Text excerpt

---

The highways are relatively empty at this early time of day, after rush hour, except for otr trucks and said contractors, but these older folks are still a real road hazard. They are going 50 in a 70 mph speed zone and in the middle lane. Trucks bear down on them with reckless abandon and pass them like they are standing still in the right-most lane. Usually gramps seems clueless that he was just a breath away from crushed metal jack-knife hell. The other things they are good at is the blinker-less lane change into a faster congested lane, or my favorite: the last second signal-less merge at 45 mph. At no time did you see grandpa check that blind spot from his Crown Vic. They are also good at stopping right at the end of the entrance ramp nearly causing a pile-up and forcing you to eventually perform the Big Daddy Don Garlitz merge. Another fav is slowing down to 30 mph as soon as they see the sign for their exit even if it says 2-1/4 miles to go. No blinker here either.

When you’ve spent the morning toodling around like I have on various errands (or looking for a job), you learn to look out for these drivers. Truck drivers I suppose are used to spotting them. ┬áMost of them like to drive these big roomy tanks that hearken back to the days of cheap gasoline. A pristine one is a sure give away. Buicks, nobody but pawpaw drives a Buick. And anything big with handicapped plates or one of those hang down from the mirror tags should be on your radar. There are exceptions so be vigilant. If that car in front of you seems to be coming up way too quickly, get ready now for the lane maneuver.

We love these older folks, unlike teenagers and drunks, they pull on our heartstrings. Nobody wants to pull road rage on gampa no matter how foolishly he is driving. Using the horn is just going to make a bad situation worse and will have no long term effects on his driving habits; it’s just to make you feel better. Don’t be so selfish.

What are we going to do about this? If a teenager or you or I were driving like this the local sheriff’s blue light would be going on and we’re taking the breath test. (Not me, I’m a tail gating, lane changing maniac but I also have a death grip on the turn signal arm.) After studying this in my usual deep way I have determined that the problem is the automatic renewal of the driver’s license every 5 years; the driver’s test should be made mandatory to renew your license.

---

What you should do
In the text about older drivers, write out the passage again. Begin at the words "What are we" and stop after "renew your license.", with "breath test" swapped for "field sobriety test".

---

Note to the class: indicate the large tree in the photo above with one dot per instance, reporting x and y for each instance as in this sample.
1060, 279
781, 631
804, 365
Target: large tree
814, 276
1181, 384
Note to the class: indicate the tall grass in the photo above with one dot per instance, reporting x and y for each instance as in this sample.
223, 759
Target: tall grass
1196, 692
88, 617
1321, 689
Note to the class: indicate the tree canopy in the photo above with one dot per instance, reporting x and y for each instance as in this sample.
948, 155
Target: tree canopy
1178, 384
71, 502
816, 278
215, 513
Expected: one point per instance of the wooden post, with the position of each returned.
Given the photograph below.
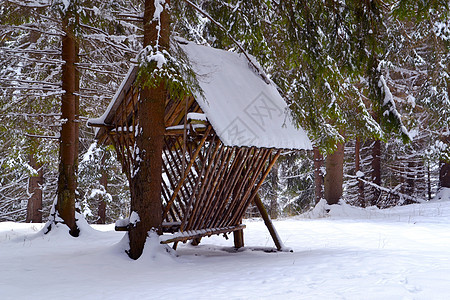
(318, 174)
(238, 238)
(146, 180)
(102, 203)
(268, 222)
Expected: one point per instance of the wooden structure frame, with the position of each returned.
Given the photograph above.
(210, 174)
(207, 186)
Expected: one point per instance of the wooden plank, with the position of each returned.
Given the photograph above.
(194, 234)
(186, 173)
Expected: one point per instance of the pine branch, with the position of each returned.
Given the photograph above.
(251, 62)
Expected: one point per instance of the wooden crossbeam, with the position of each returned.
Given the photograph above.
(195, 234)
(186, 173)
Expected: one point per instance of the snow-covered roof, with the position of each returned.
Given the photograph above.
(242, 108)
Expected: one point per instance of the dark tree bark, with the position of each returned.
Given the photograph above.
(146, 184)
(444, 175)
(334, 177)
(360, 184)
(34, 206)
(273, 195)
(376, 171)
(65, 206)
(102, 203)
(410, 178)
(318, 174)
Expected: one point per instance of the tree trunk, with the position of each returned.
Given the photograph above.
(146, 184)
(360, 184)
(273, 193)
(102, 203)
(444, 175)
(65, 206)
(376, 171)
(34, 206)
(318, 174)
(410, 178)
(334, 177)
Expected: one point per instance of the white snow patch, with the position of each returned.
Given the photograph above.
(398, 253)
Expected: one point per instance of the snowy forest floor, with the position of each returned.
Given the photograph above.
(351, 253)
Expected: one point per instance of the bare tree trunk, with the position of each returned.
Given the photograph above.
(65, 206)
(428, 180)
(361, 198)
(273, 193)
(444, 175)
(102, 203)
(146, 184)
(376, 170)
(334, 177)
(410, 178)
(318, 174)
(34, 206)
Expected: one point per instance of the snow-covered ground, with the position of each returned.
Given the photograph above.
(399, 253)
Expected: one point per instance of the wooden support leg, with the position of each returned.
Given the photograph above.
(196, 241)
(268, 222)
(238, 238)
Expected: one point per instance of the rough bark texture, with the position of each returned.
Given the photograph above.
(334, 176)
(65, 206)
(146, 184)
(376, 171)
(318, 174)
(361, 198)
(444, 175)
(34, 206)
(238, 238)
(102, 204)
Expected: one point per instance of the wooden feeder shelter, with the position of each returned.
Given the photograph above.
(219, 144)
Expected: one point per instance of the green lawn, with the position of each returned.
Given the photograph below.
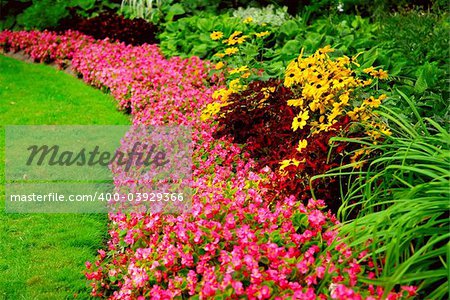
(42, 256)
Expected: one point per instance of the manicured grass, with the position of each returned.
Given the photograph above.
(42, 256)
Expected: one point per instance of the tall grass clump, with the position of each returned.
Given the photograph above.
(397, 205)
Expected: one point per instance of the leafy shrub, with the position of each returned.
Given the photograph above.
(191, 36)
(402, 199)
(292, 124)
(115, 27)
(47, 14)
(267, 15)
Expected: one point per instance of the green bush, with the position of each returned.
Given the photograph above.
(402, 200)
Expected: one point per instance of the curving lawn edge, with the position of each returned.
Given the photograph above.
(42, 256)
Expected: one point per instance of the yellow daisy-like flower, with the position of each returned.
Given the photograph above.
(231, 50)
(239, 70)
(235, 85)
(262, 34)
(233, 39)
(216, 35)
(248, 20)
(219, 65)
(295, 102)
(290, 162)
(241, 39)
(302, 145)
(246, 75)
(381, 74)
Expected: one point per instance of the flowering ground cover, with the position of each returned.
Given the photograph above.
(239, 240)
(42, 255)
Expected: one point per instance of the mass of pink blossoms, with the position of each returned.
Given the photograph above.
(234, 243)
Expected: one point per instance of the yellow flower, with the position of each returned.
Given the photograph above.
(246, 75)
(248, 20)
(381, 74)
(216, 35)
(262, 34)
(236, 86)
(285, 163)
(300, 120)
(219, 65)
(241, 39)
(221, 94)
(290, 162)
(295, 102)
(369, 70)
(239, 70)
(302, 145)
(231, 50)
(372, 102)
(232, 40)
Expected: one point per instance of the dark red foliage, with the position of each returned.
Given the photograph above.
(115, 27)
(264, 128)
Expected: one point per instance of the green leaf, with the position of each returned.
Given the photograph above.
(174, 10)
(290, 28)
(291, 48)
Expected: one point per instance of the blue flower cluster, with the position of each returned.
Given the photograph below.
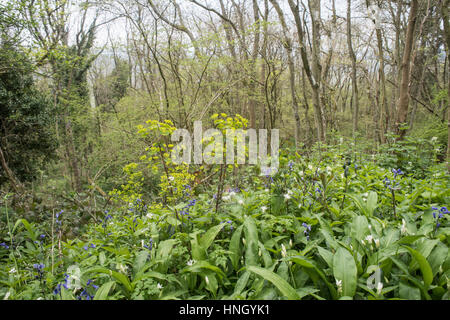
(86, 247)
(393, 185)
(439, 214)
(42, 236)
(231, 224)
(186, 209)
(39, 267)
(291, 165)
(85, 294)
(65, 285)
(58, 221)
(150, 245)
(307, 230)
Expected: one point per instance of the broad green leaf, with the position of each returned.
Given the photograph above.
(359, 228)
(235, 247)
(424, 266)
(210, 235)
(281, 284)
(103, 291)
(345, 270)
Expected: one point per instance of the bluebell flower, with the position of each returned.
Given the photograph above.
(150, 245)
(440, 214)
(307, 230)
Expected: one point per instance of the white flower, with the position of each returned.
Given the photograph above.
(339, 285)
(377, 243)
(403, 229)
(379, 287)
(122, 268)
(190, 262)
(283, 251)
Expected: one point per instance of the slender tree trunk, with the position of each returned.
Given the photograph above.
(313, 75)
(354, 79)
(288, 46)
(445, 17)
(403, 101)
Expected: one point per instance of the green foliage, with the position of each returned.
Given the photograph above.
(26, 129)
(291, 237)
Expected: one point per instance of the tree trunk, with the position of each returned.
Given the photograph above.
(288, 46)
(445, 17)
(314, 75)
(354, 80)
(403, 101)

---

Solution
What are we going to do about this? If a teenager or you or I were driving like this the local sheriff’s blue light would be going on and we’re taking the field sobriety test. (Not me, I’m a tail gating, lane changing maniac but I also have a death grip on the turn signal arm.) After studying this in my usual deep way I have determined that the problem is the automatic renewal of the driver’s license every 5 years; the driver’s test should be made mandatory to renew your license.